## Task goal
Beginning with the line containing "Task: one point marks each instance of the crowd", give every line again exactly as it is, ending with the last line of the entries.

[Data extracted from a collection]
------------------------------
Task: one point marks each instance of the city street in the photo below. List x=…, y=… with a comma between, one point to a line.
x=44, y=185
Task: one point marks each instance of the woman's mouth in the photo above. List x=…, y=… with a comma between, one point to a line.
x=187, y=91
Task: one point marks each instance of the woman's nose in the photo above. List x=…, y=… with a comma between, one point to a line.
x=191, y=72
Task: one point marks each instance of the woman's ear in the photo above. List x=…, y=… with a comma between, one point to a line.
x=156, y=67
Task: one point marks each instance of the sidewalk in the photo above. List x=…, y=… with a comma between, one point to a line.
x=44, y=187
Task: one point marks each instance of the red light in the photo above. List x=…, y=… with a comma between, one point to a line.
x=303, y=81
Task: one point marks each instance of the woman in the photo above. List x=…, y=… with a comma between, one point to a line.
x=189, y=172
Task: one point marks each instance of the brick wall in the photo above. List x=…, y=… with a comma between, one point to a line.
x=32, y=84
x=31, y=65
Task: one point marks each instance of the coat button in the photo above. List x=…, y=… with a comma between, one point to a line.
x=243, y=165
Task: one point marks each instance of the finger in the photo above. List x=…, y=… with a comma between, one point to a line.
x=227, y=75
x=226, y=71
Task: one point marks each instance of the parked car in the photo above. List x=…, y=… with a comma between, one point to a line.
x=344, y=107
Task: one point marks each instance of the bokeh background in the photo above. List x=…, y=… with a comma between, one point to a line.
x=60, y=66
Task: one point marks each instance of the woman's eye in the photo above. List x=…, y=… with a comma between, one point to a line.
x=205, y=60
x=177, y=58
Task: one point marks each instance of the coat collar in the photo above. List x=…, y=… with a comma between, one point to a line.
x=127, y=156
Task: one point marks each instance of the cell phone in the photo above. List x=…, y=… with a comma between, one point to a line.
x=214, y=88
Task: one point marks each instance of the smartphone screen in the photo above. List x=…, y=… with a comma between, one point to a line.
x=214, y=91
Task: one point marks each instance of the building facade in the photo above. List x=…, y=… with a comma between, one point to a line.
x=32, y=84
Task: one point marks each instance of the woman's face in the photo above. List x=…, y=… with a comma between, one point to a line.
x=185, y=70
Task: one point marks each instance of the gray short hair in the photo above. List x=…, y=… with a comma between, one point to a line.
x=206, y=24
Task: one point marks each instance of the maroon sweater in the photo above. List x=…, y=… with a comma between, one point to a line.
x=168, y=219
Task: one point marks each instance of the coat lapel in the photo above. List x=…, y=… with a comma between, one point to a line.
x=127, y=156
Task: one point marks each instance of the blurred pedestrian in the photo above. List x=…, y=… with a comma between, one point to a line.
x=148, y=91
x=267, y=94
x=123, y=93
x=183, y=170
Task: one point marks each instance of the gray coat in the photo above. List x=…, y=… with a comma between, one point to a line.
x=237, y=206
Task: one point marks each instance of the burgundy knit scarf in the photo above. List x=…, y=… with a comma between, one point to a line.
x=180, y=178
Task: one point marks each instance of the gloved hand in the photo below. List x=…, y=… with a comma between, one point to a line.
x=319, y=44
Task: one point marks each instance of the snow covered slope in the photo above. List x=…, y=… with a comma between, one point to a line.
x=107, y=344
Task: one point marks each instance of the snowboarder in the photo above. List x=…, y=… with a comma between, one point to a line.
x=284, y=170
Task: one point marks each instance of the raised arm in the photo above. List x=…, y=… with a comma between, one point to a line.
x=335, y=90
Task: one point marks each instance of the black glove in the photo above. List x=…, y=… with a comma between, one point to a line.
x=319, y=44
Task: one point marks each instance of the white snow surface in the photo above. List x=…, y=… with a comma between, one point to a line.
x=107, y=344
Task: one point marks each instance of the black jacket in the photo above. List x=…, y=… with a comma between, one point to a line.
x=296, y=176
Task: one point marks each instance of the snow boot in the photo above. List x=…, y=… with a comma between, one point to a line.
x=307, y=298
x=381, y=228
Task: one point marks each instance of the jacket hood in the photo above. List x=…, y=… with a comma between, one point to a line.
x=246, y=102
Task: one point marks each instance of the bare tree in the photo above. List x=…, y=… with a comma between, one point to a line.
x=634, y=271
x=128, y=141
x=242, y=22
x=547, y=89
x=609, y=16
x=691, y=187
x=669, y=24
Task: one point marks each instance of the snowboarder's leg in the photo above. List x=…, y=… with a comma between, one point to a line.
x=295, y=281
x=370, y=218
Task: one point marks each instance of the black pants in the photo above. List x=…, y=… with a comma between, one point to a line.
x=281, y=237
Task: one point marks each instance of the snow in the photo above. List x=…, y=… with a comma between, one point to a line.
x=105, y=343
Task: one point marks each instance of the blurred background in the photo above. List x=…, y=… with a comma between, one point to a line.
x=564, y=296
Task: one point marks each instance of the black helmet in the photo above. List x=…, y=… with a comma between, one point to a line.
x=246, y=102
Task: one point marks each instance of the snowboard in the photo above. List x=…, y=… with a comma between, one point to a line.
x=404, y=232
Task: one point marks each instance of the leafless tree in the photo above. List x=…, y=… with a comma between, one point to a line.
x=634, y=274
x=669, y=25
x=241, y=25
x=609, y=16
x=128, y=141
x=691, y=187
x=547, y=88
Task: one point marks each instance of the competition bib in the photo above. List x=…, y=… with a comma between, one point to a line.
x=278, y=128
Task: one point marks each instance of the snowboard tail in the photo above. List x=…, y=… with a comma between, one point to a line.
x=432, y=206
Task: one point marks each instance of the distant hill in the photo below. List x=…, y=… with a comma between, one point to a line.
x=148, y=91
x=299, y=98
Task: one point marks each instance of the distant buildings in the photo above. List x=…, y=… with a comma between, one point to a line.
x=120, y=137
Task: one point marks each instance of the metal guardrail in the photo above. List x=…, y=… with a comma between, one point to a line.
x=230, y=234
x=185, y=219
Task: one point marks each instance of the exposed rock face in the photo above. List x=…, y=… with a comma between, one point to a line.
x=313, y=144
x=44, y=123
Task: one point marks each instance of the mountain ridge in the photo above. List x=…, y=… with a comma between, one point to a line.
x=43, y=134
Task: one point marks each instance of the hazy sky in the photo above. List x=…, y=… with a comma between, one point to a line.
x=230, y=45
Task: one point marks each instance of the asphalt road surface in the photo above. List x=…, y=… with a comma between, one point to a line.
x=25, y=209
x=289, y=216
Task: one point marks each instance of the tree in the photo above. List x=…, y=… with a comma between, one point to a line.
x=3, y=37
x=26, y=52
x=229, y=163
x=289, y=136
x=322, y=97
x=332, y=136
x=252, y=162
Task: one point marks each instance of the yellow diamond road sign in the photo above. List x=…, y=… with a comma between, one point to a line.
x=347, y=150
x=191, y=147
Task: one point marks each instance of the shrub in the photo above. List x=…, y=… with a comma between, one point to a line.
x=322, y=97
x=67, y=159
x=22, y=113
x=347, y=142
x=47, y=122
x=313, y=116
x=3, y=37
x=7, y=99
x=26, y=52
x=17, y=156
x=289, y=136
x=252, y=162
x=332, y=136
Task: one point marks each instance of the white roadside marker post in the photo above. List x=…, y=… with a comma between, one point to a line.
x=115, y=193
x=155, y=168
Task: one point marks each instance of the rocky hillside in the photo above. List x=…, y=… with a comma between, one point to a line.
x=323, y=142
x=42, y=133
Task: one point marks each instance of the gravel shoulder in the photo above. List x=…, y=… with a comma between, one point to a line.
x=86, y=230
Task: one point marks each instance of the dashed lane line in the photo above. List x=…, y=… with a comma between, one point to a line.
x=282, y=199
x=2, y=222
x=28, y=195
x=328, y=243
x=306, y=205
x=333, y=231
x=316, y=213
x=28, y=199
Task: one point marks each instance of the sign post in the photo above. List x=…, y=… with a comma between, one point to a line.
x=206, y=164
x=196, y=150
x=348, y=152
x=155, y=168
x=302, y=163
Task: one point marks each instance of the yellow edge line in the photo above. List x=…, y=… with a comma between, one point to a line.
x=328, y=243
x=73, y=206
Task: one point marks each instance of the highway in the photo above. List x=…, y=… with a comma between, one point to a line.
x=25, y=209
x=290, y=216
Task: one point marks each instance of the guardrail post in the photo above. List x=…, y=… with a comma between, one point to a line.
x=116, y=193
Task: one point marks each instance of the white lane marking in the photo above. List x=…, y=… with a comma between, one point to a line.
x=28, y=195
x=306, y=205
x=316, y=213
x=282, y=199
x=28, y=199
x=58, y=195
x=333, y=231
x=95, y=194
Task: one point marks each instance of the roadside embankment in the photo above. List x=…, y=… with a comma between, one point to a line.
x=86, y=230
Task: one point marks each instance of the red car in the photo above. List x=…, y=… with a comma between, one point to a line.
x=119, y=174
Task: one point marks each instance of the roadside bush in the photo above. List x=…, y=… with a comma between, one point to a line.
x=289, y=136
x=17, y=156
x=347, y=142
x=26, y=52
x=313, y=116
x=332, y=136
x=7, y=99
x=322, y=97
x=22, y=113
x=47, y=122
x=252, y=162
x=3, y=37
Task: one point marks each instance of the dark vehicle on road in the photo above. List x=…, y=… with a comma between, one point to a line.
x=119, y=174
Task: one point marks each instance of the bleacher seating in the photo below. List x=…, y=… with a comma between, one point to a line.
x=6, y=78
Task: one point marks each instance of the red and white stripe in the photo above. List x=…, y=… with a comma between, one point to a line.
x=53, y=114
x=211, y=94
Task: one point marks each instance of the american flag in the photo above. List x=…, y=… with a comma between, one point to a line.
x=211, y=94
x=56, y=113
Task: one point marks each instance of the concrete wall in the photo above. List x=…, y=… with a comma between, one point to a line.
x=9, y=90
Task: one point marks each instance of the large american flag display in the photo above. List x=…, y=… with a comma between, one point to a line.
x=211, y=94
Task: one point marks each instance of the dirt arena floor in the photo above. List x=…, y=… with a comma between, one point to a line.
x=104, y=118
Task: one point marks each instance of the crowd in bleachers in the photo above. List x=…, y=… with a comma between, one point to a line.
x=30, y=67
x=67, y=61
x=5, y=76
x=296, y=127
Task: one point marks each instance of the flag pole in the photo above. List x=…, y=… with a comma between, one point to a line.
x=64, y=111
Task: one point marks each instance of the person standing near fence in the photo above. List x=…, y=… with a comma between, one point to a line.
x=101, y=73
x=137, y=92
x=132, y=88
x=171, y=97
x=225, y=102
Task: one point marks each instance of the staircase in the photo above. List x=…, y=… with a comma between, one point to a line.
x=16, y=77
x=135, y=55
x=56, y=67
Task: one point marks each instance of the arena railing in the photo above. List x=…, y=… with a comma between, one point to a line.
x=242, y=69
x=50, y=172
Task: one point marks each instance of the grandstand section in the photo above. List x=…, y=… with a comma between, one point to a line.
------------------------------
## Task result
Task: one point marks each instance of the crowd in bleachers in the photo above. List x=…, y=… with a comma between, one point to a line.
x=30, y=67
x=67, y=61
x=5, y=76
x=296, y=127
Task: one point marks each instance of the flag pole in the photo above. List x=…, y=… with a comma between, one point to a line.
x=64, y=111
Task: one point marks each instance of the person standing near fence in the photo above. List x=…, y=… with a comma between, one point to a line.
x=101, y=73
x=137, y=92
x=132, y=88
x=171, y=97
x=225, y=102
Task: one point marks each instance of the staircase in the photo above. List x=…, y=… with a comma between, one point to a line.
x=16, y=77
x=135, y=55
x=56, y=67
Task: one point marks each instance of the arena railing in the photo above. List x=…, y=… with a comma between, one point to a line.
x=242, y=69
x=50, y=172
Task: one point marks each instance of the grandstand section in the photo above. List x=…, y=… with a comma between, one point to a line.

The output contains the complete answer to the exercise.